=== DATA RECORDS ===

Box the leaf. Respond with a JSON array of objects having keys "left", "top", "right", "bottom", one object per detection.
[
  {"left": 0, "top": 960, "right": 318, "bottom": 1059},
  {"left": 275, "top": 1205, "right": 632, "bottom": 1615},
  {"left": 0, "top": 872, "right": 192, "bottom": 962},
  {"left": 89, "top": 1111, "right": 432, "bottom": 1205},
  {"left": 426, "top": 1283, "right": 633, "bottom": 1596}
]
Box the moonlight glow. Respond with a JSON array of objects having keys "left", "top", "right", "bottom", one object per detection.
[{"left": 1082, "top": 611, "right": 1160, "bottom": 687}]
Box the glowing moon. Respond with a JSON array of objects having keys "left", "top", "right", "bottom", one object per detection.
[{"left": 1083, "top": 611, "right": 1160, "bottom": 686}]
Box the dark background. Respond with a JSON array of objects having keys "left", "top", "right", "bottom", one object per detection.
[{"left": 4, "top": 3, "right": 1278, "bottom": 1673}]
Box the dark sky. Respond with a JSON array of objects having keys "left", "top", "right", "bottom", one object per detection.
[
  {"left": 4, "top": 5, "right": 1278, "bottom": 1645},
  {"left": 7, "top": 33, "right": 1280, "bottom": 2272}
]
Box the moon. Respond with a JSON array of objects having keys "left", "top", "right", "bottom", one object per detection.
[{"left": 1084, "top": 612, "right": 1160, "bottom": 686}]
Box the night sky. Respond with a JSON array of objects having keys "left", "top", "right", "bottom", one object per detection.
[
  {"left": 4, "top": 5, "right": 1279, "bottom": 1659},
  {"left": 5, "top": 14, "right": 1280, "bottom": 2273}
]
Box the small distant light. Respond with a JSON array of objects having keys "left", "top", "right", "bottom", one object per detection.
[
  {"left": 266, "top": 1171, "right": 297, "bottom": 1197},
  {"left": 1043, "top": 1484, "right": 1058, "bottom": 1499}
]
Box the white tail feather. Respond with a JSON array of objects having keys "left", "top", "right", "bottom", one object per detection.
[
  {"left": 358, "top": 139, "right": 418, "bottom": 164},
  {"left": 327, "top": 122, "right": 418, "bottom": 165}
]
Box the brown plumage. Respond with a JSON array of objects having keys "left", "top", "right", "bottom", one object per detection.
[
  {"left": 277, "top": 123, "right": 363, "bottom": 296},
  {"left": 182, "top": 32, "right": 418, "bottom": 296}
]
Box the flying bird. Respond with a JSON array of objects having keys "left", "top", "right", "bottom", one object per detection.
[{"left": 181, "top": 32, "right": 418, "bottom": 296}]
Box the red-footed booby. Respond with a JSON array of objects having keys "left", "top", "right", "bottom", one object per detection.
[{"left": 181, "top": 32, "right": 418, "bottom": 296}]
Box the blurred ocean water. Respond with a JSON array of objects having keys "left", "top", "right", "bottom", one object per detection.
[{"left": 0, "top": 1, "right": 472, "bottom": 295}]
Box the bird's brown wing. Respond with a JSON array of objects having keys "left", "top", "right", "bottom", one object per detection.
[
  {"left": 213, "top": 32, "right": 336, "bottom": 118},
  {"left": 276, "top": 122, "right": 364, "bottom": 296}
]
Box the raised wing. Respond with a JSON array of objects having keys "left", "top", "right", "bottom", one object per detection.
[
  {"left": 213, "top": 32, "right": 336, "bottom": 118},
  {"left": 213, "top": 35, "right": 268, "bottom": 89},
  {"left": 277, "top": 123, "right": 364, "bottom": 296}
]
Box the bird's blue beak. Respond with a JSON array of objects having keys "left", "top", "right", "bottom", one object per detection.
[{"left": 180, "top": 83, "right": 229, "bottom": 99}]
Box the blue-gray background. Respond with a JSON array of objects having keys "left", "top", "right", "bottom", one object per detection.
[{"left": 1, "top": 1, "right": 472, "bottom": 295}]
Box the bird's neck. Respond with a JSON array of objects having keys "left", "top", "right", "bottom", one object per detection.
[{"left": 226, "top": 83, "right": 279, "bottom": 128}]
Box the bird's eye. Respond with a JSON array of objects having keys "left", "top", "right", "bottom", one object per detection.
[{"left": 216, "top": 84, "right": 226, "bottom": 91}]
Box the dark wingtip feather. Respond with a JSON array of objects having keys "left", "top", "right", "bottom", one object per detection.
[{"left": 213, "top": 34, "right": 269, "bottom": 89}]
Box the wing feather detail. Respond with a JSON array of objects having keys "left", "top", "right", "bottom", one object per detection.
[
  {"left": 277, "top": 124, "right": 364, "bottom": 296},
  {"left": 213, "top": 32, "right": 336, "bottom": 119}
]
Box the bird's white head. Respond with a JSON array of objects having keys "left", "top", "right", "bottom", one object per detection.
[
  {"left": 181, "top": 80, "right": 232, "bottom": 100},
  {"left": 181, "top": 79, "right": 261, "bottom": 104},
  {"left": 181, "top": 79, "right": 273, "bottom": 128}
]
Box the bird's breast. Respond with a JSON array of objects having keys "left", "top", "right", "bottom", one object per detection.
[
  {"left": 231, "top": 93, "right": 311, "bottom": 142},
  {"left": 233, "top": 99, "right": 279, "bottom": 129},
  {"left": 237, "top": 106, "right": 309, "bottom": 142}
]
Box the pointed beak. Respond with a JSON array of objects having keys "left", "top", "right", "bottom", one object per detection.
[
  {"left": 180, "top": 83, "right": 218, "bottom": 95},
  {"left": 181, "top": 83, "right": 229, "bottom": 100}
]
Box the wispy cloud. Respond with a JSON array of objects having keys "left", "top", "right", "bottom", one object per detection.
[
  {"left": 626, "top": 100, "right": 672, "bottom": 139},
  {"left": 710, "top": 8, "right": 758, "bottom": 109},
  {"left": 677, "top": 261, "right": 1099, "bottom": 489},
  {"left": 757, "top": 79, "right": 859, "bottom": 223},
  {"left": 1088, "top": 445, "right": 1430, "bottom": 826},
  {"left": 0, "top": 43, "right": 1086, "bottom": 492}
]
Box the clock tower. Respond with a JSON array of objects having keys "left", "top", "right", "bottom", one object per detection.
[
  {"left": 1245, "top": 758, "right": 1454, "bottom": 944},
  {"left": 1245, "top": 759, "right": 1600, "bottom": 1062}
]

===

* WORK TO COMPLETE *
Every entry is to be restated word for word, with nothing dropped.

* COMPLETED EXERCISE *
Box the leaf. Respond with a JSON array of objects having keys "left", "top", "right", "bottom", one object per detection.
[
  {"left": 0, "top": 960, "right": 318, "bottom": 1059},
  {"left": 275, "top": 1205, "right": 632, "bottom": 1615},
  {"left": 0, "top": 872, "right": 192, "bottom": 962},
  {"left": 89, "top": 1111, "right": 432, "bottom": 1205},
  {"left": 426, "top": 1283, "right": 633, "bottom": 1596}
]
Box the moonlight glow. Respond with a JSON array of objects having keys "left", "top", "right", "bottom", one object per detection.
[{"left": 1082, "top": 611, "right": 1160, "bottom": 687}]
Box the glowing moon. Respond with a JSON array of objects having keys "left", "top", "right", "bottom", one object per detection.
[{"left": 1083, "top": 611, "right": 1160, "bottom": 686}]
Box the dark background. Respond with a JSON array of objects having keys "left", "top", "right", "bottom", one object per detection.
[{"left": 4, "top": 3, "right": 1278, "bottom": 1673}]
Box the dark sky. Respond with a JSON array of objects having keys "left", "top", "right", "bottom", one object per detection.
[
  {"left": 4, "top": 5, "right": 1278, "bottom": 1645},
  {"left": 7, "top": 33, "right": 1280, "bottom": 2272}
]
Box the moon. Respond with a JSON array of objects having keys "left", "top", "right", "bottom", one object per detection.
[{"left": 1084, "top": 612, "right": 1160, "bottom": 686}]
Box the night sky. Respond with a JSON array of objects having keys "left", "top", "right", "bottom", one object per detection.
[
  {"left": 4, "top": 5, "right": 1279, "bottom": 1659},
  {"left": 5, "top": 14, "right": 1280, "bottom": 2273}
]
Box the small distant light. Respond with a JSON array of objects having keys "left", "top", "right", "bottom", one object per detection.
[
  {"left": 266, "top": 1171, "right": 297, "bottom": 1197},
  {"left": 1043, "top": 1484, "right": 1058, "bottom": 1499}
]
Box the white tail feather. Respond with a JSON array of objects having keys "left", "top", "right", "bottom", one object per detection.
[
  {"left": 358, "top": 139, "right": 418, "bottom": 164},
  {"left": 327, "top": 122, "right": 418, "bottom": 165}
]
Box the brown plumage. Respond with a JSON array of objects having keys "left", "top", "right", "bottom", one object per detection.
[
  {"left": 277, "top": 123, "right": 363, "bottom": 296},
  {"left": 182, "top": 32, "right": 418, "bottom": 296}
]
Box the flying bird. Respond with a JSON array of objects having keys "left", "top", "right", "bottom", one object per detection.
[{"left": 181, "top": 32, "right": 418, "bottom": 296}]
Box the red-footed booby. Respond with a JSON array of objects having keys "left", "top", "right", "bottom", one object per detection.
[{"left": 181, "top": 32, "right": 418, "bottom": 296}]
Box the blurred ocean water. Respond with a JSON array of objects having keys "left", "top", "right", "bottom", one object per detection.
[{"left": 0, "top": 1, "right": 472, "bottom": 295}]
Box the bird's brown wing. Respond with a JSON array of objects having keys "left", "top", "right", "bottom", one object per detection.
[
  {"left": 213, "top": 32, "right": 336, "bottom": 118},
  {"left": 276, "top": 122, "right": 364, "bottom": 296}
]
Box the raised wing. Respond with a JSON array of objects having keys "left", "top", "right", "bottom", one object per detection.
[
  {"left": 213, "top": 32, "right": 336, "bottom": 118},
  {"left": 213, "top": 35, "right": 268, "bottom": 89},
  {"left": 277, "top": 123, "right": 364, "bottom": 296}
]
Box the bird's blue beak. Respond with a JSON array of objects having keys "left", "top", "right", "bottom", one object per detection.
[{"left": 180, "top": 83, "right": 229, "bottom": 99}]
Box the blue-gray background. Respond with a JSON array of objects having keys "left", "top", "right", "bottom", one object per detection.
[{"left": 1, "top": 1, "right": 472, "bottom": 295}]
Box the bird's neck. Respond with a JSON array of objects having keys "left", "top", "right", "bottom", one object per detection.
[{"left": 226, "top": 83, "right": 279, "bottom": 128}]
Box the bird's eye. Respond with a JSON array of objects having keys "left", "top", "right", "bottom", one object per detection.
[{"left": 216, "top": 84, "right": 226, "bottom": 91}]
Box the dark wingtip feather. Respond with a JSON array of objects having keys "left", "top", "right", "bottom", one object per detection.
[{"left": 213, "top": 34, "right": 269, "bottom": 89}]
Box the wing feather detail. Respond with a JSON array of objects having keys "left", "top", "right", "bottom", one object per detection.
[
  {"left": 277, "top": 124, "right": 364, "bottom": 296},
  {"left": 213, "top": 32, "right": 336, "bottom": 119}
]
Box the bird's white head. Respond with a JSON array of objects having keys "left", "top", "right", "bottom", one object per detection.
[
  {"left": 181, "top": 80, "right": 232, "bottom": 100},
  {"left": 181, "top": 79, "right": 261, "bottom": 104},
  {"left": 181, "top": 79, "right": 273, "bottom": 128}
]
Box the bird's breast. Respond with a JSON array of objects having keys "left", "top", "right", "bottom", one object per detection.
[
  {"left": 231, "top": 93, "right": 311, "bottom": 142},
  {"left": 233, "top": 99, "right": 279, "bottom": 129},
  {"left": 237, "top": 106, "right": 309, "bottom": 142}
]
Box the pointed beak. Respond with a JSON array of objects having keys "left", "top", "right", "bottom", one object per detection.
[
  {"left": 180, "top": 83, "right": 218, "bottom": 95},
  {"left": 181, "top": 83, "right": 229, "bottom": 100}
]
Box the wispy cloud. Respond with a JSON array of objects having keys "left", "top", "right", "bottom", one object per detection.
[
  {"left": 626, "top": 100, "right": 672, "bottom": 139},
  {"left": 710, "top": 8, "right": 758, "bottom": 109},
  {"left": 677, "top": 261, "right": 1099, "bottom": 489},
  {"left": 757, "top": 79, "right": 859, "bottom": 223},
  {"left": 1088, "top": 445, "right": 1430, "bottom": 826},
  {"left": 0, "top": 43, "right": 1086, "bottom": 492}
]
Box the clock tower. Respond with a JSON array of objects having keys "left", "top", "right", "bottom", one object per detection.
[
  {"left": 1245, "top": 758, "right": 1454, "bottom": 944},
  {"left": 1245, "top": 759, "right": 1600, "bottom": 1062}
]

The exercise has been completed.